**Texte extrait**
►
Le trio infernal : production, exploitation, consommation
Le progrès technique, l'amélioration constante des processus de fabrication, l'automatisation et l'informatisation ont généré des gains de productivité énormes en un siècle. Là où il fallait 50 heures, deux sont maintenant suffisantes. On serait en droit de se demander où sont passés ces gains pour le salarié qui travaille encore 35 heures. Admettons qu'en plus de ces deux heures, quelques heures supplémentaires soient justifiées pour l'amélioration du niveau de vie. Le compte n'y est toujours pas.
En fait, les gains de productivité n'ont servi qu'à produire toujours plus. Et pour que cette production puisse être écoulée, il ne faut pas que les produits aient une durée de vie de 20 ou 25 ans comme souvent autrefois. D'où l'apparition de produits "jetables", tels ces réfrigérateurs conçus pour durer 5 à 7 ans, vendus avec un contrat de garantie qui en facilite le renouvellement au bout de 3 ou 5 ans. Outre les conséquences sur l'environnement, cette course à la production entraîne une course à la consommation, nécessaire pour écouler la production. Une forte pression sur les salaires est également nécessaire pour maintenir le niveau des plus-values générées par la possession de l'outil de production, c'est-à-dire le capital. Il est résulte une incitation permanente à l'endettement des ménages.
◄
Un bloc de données
►
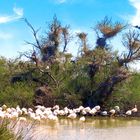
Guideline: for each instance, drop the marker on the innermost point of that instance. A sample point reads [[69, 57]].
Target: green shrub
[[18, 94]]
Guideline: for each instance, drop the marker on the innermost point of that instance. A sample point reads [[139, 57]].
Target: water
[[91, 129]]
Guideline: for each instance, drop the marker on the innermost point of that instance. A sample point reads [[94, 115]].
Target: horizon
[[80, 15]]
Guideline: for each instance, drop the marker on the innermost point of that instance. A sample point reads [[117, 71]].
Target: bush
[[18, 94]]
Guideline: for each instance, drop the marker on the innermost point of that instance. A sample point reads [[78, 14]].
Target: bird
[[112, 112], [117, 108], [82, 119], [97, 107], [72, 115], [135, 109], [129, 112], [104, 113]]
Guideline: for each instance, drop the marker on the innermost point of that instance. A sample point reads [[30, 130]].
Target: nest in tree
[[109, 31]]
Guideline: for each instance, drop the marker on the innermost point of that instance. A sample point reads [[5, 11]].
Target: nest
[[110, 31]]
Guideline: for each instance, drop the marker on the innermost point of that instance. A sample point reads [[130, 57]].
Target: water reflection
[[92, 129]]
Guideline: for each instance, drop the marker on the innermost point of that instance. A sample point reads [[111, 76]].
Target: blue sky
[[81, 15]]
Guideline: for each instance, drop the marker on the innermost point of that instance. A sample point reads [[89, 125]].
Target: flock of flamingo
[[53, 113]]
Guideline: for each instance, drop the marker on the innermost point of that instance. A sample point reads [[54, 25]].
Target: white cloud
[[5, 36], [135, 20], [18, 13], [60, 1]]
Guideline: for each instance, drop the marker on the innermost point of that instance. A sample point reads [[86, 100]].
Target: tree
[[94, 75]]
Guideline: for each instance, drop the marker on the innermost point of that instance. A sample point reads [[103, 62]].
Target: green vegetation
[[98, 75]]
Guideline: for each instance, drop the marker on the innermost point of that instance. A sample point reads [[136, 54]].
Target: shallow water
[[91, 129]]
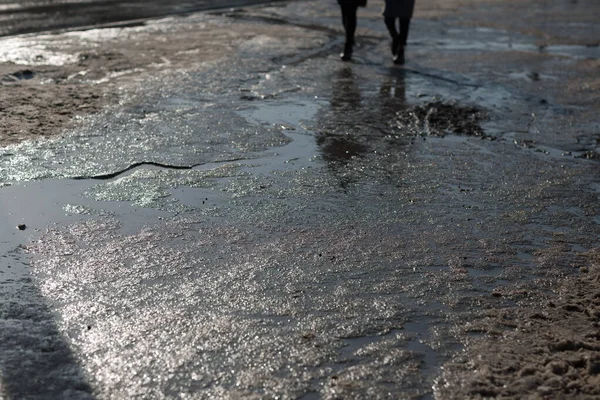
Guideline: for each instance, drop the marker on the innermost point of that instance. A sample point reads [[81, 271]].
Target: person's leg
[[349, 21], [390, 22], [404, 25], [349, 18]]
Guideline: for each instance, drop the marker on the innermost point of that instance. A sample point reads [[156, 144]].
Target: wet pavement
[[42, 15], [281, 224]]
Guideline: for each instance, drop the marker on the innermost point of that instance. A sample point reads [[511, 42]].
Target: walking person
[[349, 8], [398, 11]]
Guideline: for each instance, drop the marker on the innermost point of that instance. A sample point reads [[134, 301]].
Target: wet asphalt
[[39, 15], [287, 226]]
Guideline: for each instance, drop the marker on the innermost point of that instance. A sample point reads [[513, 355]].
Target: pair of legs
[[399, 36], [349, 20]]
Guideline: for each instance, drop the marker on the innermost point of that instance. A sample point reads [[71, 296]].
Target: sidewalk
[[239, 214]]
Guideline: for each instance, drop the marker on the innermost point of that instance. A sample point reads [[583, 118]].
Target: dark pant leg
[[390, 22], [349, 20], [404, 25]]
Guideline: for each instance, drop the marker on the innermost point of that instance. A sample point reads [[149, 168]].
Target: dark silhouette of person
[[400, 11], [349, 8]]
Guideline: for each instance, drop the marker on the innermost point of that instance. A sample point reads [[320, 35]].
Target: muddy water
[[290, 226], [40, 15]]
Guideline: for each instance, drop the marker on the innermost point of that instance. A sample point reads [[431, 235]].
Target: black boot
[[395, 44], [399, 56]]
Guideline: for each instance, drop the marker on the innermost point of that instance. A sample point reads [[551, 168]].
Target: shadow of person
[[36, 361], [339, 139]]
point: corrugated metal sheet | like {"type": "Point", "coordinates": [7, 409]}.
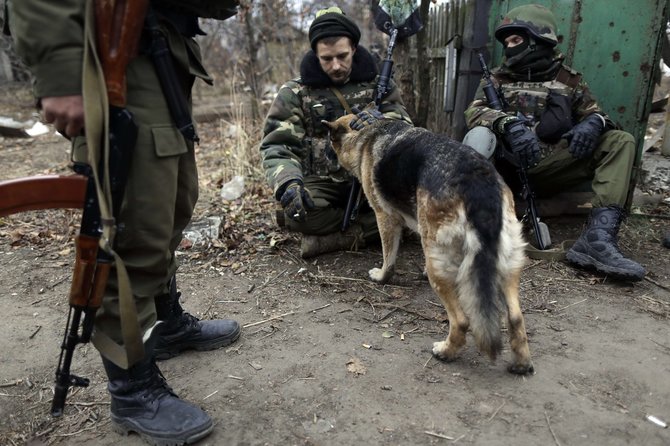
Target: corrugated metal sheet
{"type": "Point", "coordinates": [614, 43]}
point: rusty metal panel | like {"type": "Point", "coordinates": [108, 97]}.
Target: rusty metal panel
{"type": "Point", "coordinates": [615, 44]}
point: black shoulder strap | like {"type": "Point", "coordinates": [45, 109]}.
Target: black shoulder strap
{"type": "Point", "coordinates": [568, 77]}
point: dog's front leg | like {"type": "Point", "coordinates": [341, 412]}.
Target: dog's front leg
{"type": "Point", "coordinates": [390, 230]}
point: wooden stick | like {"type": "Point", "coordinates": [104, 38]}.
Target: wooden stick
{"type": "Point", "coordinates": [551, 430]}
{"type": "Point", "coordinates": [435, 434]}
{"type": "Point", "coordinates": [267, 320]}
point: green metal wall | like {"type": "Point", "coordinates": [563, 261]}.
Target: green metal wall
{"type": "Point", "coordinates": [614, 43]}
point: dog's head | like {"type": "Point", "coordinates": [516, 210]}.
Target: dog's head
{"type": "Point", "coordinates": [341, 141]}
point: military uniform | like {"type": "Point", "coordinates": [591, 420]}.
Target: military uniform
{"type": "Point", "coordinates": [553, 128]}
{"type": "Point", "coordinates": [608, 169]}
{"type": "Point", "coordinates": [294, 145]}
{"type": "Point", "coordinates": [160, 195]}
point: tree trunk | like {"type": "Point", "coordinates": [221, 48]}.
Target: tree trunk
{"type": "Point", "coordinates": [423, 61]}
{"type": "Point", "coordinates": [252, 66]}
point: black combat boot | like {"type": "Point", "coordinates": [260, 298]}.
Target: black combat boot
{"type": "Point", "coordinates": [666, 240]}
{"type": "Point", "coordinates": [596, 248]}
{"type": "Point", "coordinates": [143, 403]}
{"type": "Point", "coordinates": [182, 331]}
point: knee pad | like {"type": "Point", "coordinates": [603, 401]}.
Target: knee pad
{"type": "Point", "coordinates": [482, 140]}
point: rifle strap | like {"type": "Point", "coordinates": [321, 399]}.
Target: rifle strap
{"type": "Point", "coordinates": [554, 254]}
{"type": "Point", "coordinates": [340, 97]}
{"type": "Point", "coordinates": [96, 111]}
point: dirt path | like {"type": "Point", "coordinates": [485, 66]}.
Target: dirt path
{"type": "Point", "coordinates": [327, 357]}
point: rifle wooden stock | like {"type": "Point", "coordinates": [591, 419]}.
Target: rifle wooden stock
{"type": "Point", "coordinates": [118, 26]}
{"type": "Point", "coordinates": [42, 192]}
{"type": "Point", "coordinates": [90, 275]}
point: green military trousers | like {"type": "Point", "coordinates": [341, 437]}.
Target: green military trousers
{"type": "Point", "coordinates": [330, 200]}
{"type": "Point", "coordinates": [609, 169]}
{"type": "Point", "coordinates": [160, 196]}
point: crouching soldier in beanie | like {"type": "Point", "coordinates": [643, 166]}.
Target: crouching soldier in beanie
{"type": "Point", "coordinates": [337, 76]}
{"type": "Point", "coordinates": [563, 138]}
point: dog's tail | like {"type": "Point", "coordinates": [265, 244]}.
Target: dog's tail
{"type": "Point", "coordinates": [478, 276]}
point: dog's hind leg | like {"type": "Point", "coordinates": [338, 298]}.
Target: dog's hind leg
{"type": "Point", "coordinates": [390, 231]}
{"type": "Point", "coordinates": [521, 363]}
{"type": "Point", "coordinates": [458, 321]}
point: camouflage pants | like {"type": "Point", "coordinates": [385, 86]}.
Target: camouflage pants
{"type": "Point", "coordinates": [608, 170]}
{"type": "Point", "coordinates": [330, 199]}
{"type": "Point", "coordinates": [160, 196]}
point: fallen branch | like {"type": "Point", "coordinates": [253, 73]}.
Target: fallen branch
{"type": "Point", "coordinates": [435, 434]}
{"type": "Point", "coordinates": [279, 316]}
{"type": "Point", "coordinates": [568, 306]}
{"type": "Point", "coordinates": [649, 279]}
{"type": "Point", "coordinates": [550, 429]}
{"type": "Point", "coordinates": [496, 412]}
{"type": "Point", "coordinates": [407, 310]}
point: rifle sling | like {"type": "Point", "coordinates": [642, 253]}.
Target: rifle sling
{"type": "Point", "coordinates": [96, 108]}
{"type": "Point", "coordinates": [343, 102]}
◄
**Exercice court 1**
D'après le texte extrait, combien d'heures suffisent aujourd'hui là où il en fallait 50 ?
**Exercice court 2**
Quels facteurs le texte extrait présente-t-il comme ayant généré des gains de productivité énormes en un siècle ? Donnez-les tous.
**Exercice court 3**
Transcrivez à l'identique le passage du texte extrait qui va de « En fait, les » jusqu'à « l'endettement des ménages. ».
Appuyez-vous uniquement sur le texte extrait.

**Réponse à l'exercice 1**
Deux heures suffisent maintenant.

**Réponse à l'exercice 2**
- Le progrès technique
- L'amélioration constante des processus de fabrication
- L'automatisation
- L'informatisation

**Réponse à l'exercice 3**
En fait, les gains de productivité n'ont servi qu'à produire toujours plus. Et pour que cette production puisse être écoulée, il ne faut pas que les produits aient une durée de vie de 20 ou 25 ans comme souvent autrefois. D'où l'apparition de produits "jetables", tels ces réfrigérateurs conçus pour durer 5 à 7 ans, vendus avec un contrat de garantie qui en facilite le renouvellement au bout de 3 ou 5 ans. Outre les conséquences sur l'environnement, cette course à la production entraîne une course à la consommation, nécessaire pour écouler la production. Une forte pression sur les salaires est également nécessaire pour maintenir le niveau des plus-values générées par la possession de l'outil de production, c'est-à-dire le capital. Il est résulte une incitation permanente à l'endettement des ménages.